## TASK BRIEF:
Arrange everything from the start of the items down to the line containing "column 52, row 185", both ends included, as a numbered list with blank lines dropped. Leave the pictures out of the answer.

## ITEMS:
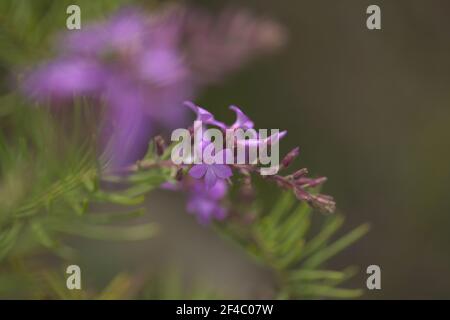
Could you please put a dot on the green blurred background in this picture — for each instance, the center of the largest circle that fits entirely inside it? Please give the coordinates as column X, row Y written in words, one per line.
column 370, row 110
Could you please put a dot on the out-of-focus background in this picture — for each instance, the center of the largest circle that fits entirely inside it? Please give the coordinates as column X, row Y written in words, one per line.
column 370, row 110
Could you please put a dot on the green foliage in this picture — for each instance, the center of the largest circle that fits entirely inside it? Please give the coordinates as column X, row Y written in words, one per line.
column 280, row 240
column 52, row 185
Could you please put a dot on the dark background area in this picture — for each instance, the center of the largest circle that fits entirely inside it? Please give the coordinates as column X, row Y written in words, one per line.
column 370, row 110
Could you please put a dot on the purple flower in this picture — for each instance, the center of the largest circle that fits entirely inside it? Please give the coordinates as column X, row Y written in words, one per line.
column 210, row 172
column 242, row 121
column 142, row 67
column 205, row 202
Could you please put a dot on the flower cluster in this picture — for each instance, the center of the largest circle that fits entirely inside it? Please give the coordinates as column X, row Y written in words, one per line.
column 142, row 67
column 207, row 184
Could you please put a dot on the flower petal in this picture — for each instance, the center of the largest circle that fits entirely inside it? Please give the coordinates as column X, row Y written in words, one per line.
column 242, row 121
column 222, row 171
column 198, row 171
column 210, row 178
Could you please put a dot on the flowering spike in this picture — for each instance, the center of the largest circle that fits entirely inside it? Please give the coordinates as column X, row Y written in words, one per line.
column 287, row 160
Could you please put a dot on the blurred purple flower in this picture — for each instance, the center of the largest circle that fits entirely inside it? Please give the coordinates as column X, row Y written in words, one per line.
column 205, row 202
column 142, row 67
column 211, row 173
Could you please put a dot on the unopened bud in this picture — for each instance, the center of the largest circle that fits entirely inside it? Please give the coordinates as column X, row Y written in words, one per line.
column 160, row 145
column 300, row 173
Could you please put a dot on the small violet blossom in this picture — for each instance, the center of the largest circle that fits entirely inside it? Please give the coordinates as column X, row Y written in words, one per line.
column 142, row 67
column 206, row 184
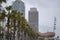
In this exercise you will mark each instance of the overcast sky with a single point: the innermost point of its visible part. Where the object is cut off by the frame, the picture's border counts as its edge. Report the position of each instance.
(47, 10)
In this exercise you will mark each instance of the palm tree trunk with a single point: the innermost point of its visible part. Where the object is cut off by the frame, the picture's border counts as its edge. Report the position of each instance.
(14, 28)
(8, 27)
(18, 30)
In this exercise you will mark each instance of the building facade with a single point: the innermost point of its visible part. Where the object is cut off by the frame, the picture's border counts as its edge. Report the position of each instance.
(19, 6)
(33, 19)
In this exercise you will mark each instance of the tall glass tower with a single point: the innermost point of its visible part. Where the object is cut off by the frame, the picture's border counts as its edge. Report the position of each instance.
(33, 19)
(19, 6)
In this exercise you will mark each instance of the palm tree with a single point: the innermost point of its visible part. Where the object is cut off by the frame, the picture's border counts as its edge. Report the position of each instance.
(1, 32)
(8, 16)
(2, 1)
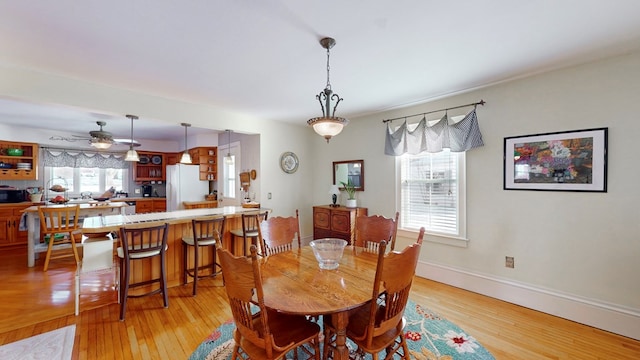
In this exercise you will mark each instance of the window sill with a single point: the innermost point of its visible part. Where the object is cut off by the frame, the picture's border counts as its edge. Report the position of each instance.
(435, 238)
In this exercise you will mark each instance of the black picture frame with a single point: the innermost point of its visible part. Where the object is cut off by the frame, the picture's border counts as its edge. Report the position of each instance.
(557, 161)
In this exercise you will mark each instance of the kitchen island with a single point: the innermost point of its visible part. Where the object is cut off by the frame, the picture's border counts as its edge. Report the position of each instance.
(179, 225)
(34, 246)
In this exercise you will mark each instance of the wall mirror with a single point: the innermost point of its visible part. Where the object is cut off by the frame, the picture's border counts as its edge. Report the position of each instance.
(353, 170)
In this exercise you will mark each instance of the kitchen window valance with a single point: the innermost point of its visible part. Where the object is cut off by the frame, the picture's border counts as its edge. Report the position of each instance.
(461, 136)
(83, 159)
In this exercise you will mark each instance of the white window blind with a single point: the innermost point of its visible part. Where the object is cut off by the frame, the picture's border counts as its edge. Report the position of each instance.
(430, 192)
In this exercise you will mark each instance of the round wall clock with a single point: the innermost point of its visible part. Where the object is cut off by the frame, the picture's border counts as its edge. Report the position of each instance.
(289, 162)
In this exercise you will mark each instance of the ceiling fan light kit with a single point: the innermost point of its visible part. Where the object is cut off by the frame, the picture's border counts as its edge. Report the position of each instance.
(328, 125)
(101, 139)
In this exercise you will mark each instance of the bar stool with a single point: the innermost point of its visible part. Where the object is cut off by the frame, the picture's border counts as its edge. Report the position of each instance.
(59, 226)
(142, 242)
(207, 232)
(250, 230)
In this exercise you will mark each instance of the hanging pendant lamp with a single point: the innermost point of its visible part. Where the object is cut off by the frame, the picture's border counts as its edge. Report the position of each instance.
(132, 155)
(228, 159)
(328, 125)
(186, 157)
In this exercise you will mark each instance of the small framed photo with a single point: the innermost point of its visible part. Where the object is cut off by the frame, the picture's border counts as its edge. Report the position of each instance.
(559, 161)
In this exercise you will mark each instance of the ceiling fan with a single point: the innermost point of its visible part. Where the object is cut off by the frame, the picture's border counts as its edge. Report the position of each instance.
(99, 139)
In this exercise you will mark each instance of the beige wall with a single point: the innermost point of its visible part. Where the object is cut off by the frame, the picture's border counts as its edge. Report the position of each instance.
(572, 250)
(575, 245)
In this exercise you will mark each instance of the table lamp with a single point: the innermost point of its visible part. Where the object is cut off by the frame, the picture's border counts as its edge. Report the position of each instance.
(334, 191)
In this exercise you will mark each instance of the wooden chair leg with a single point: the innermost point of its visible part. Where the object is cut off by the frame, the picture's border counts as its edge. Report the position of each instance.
(163, 269)
(185, 262)
(124, 285)
(48, 256)
(196, 265)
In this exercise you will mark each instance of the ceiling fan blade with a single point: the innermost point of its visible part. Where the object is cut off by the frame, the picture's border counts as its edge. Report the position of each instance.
(126, 142)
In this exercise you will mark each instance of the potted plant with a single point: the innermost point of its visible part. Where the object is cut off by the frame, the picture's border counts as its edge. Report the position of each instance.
(351, 193)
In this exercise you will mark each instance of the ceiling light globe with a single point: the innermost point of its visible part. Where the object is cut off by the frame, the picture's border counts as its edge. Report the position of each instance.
(132, 155)
(186, 158)
(101, 145)
(328, 127)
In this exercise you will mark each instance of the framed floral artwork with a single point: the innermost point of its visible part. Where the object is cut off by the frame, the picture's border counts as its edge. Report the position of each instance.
(559, 161)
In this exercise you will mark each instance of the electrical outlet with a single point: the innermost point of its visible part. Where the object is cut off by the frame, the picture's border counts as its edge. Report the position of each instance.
(509, 262)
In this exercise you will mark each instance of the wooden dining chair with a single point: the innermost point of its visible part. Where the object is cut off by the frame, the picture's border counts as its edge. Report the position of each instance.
(378, 325)
(59, 226)
(250, 230)
(206, 234)
(140, 242)
(262, 333)
(279, 234)
(371, 230)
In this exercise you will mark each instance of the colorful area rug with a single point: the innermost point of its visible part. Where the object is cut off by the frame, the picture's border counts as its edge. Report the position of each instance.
(52, 345)
(429, 336)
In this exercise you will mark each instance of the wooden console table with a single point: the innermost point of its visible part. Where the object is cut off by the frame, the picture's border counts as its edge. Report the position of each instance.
(338, 222)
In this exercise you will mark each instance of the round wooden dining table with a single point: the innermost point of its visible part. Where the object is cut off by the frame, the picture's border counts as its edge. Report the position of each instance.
(293, 283)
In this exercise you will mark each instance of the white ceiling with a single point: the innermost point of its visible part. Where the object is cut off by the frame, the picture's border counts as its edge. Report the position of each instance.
(263, 57)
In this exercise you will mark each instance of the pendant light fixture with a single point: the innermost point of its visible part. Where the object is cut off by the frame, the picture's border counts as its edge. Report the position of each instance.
(228, 159)
(132, 155)
(186, 158)
(328, 125)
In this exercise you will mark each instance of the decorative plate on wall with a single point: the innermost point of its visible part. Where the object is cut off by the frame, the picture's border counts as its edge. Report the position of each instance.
(289, 162)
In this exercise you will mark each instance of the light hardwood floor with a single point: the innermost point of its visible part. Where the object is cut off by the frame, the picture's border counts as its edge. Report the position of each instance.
(34, 302)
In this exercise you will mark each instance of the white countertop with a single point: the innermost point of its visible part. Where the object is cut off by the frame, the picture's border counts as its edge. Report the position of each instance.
(113, 222)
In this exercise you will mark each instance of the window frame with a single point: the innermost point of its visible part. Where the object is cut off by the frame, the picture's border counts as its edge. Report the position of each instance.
(48, 170)
(458, 239)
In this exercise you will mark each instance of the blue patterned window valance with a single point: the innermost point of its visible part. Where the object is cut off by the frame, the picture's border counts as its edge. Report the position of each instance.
(461, 136)
(83, 159)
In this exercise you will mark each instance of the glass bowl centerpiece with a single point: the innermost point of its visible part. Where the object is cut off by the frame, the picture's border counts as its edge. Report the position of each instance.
(328, 252)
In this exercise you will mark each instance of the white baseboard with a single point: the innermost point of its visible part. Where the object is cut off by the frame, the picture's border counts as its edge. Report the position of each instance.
(610, 317)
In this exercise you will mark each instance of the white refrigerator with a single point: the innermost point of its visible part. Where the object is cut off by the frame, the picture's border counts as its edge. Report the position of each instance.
(184, 184)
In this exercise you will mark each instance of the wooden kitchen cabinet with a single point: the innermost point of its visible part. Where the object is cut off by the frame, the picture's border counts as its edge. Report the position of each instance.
(159, 205)
(335, 222)
(149, 205)
(10, 233)
(29, 156)
(207, 159)
(172, 158)
(151, 167)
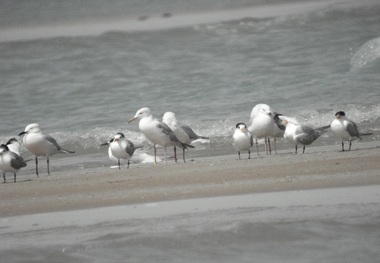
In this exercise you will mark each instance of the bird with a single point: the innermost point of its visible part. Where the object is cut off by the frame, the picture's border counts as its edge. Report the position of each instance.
(278, 129)
(14, 146)
(157, 132)
(242, 139)
(262, 124)
(10, 161)
(300, 134)
(183, 132)
(40, 144)
(345, 129)
(120, 148)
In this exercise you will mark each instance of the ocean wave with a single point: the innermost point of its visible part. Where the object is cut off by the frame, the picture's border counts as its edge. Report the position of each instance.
(164, 21)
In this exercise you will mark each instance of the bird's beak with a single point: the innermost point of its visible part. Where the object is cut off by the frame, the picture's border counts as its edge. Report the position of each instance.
(132, 119)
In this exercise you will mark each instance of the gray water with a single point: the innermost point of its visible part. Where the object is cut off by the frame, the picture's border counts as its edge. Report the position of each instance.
(82, 70)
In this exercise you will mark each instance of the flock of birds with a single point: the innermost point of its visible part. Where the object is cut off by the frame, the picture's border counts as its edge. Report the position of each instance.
(264, 123)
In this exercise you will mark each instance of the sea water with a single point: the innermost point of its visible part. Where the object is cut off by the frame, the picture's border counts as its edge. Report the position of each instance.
(81, 70)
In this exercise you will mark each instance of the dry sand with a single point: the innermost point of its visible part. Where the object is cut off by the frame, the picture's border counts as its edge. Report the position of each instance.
(320, 167)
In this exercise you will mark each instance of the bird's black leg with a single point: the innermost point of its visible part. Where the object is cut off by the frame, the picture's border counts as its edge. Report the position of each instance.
(36, 166)
(48, 162)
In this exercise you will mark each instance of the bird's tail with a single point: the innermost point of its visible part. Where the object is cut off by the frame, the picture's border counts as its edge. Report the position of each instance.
(323, 128)
(186, 146)
(65, 151)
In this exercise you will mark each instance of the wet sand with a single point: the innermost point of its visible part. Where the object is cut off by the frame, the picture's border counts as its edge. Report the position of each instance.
(319, 167)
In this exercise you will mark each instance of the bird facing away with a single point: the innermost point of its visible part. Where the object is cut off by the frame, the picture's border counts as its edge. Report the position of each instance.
(157, 132)
(242, 139)
(10, 161)
(183, 132)
(14, 146)
(300, 134)
(345, 129)
(261, 124)
(40, 144)
(120, 148)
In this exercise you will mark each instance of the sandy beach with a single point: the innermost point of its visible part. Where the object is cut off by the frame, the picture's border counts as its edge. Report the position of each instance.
(320, 167)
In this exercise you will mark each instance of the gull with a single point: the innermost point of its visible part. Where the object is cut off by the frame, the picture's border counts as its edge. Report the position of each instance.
(261, 124)
(14, 146)
(157, 132)
(278, 129)
(300, 134)
(242, 139)
(10, 161)
(345, 129)
(183, 132)
(40, 144)
(120, 148)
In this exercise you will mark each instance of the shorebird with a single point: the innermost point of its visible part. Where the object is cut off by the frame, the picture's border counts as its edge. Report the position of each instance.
(157, 132)
(120, 148)
(262, 124)
(14, 146)
(242, 139)
(40, 144)
(345, 129)
(183, 132)
(300, 134)
(10, 161)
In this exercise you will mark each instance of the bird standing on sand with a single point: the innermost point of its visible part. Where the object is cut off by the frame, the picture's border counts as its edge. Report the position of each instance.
(345, 129)
(242, 139)
(297, 133)
(14, 146)
(10, 161)
(183, 132)
(120, 148)
(40, 144)
(157, 132)
(262, 124)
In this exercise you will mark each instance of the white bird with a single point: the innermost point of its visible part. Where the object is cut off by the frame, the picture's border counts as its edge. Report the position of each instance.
(242, 139)
(345, 129)
(183, 132)
(300, 134)
(10, 161)
(157, 132)
(14, 146)
(120, 148)
(40, 144)
(262, 124)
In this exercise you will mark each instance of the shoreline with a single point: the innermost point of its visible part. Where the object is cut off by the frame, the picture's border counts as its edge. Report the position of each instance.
(319, 168)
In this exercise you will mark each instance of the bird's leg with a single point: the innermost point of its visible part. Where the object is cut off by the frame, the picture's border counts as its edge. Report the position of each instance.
(47, 161)
(257, 147)
(175, 154)
(275, 145)
(155, 152)
(37, 166)
(166, 159)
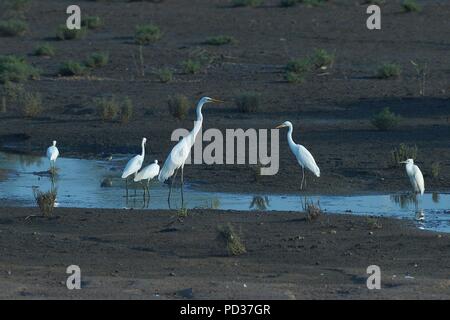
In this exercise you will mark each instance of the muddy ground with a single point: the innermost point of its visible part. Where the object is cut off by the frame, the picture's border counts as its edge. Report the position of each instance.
(331, 112)
(152, 255)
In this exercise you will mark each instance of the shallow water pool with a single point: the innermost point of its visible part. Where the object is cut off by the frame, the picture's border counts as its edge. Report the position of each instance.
(97, 184)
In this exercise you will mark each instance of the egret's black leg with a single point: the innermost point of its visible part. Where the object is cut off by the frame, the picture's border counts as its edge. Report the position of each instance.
(303, 177)
(182, 183)
(172, 180)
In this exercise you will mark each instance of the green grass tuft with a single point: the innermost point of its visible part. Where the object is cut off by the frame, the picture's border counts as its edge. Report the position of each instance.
(16, 69)
(63, 33)
(72, 68)
(92, 22)
(231, 239)
(97, 60)
(13, 27)
(146, 34)
(44, 50)
(220, 40)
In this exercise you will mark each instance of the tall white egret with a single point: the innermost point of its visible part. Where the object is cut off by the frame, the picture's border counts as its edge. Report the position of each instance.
(52, 154)
(304, 157)
(147, 173)
(180, 152)
(415, 176)
(134, 164)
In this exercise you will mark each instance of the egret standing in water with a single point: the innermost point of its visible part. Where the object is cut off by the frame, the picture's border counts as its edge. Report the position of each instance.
(415, 176)
(52, 155)
(180, 152)
(304, 157)
(147, 173)
(134, 164)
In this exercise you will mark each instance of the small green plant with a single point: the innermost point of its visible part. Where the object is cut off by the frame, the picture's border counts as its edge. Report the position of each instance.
(248, 102)
(44, 50)
(191, 66)
(312, 210)
(92, 22)
(63, 33)
(126, 110)
(385, 120)
(107, 108)
(322, 59)
(220, 40)
(231, 239)
(165, 75)
(16, 69)
(435, 169)
(18, 5)
(293, 77)
(402, 153)
(313, 3)
(146, 34)
(411, 6)
(13, 27)
(45, 201)
(97, 60)
(297, 69)
(389, 70)
(72, 68)
(288, 3)
(31, 104)
(13, 91)
(300, 65)
(247, 3)
(179, 106)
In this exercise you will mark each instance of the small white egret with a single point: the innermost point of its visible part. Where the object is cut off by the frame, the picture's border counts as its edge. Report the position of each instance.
(52, 154)
(147, 173)
(415, 176)
(304, 157)
(180, 152)
(134, 164)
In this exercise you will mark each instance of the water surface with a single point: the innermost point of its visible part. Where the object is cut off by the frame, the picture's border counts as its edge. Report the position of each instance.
(97, 184)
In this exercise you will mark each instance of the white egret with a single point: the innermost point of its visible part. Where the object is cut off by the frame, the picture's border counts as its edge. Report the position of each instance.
(180, 152)
(134, 164)
(52, 154)
(415, 176)
(304, 157)
(147, 173)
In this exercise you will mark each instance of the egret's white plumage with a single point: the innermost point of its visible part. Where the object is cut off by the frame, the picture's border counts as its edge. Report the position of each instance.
(52, 152)
(148, 172)
(179, 154)
(415, 176)
(304, 157)
(135, 163)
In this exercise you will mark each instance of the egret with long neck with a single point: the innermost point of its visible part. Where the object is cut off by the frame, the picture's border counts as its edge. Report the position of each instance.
(134, 165)
(180, 152)
(415, 176)
(304, 157)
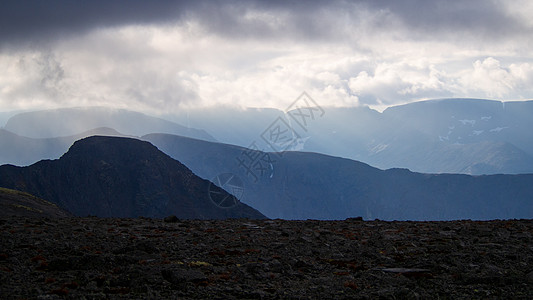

## SOLUTION FOR THIS TASK:
1. Could you please put a dot on the green blurred background in this picture — for each instance, the center of the largest circle that fits entirely inside it? Please give the coordinates as column X, row Y written in words, one per line.
2. column 370, row 110
3. Could you please put a dot on the out-of-focus background in this picture — for each instance, the center of the largest circle that fits entirely inside it? Please give the coordinates as column X, row Y written in words, one per line.
4. column 370, row 110
5. Could you please put a dot on the green foliage in this picture — for each instance, the center of the largest circle that fits entirely inside it? Please give the coordinates as column X, row Y written in words, one per line.
6. column 280, row 240
7. column 52, row 185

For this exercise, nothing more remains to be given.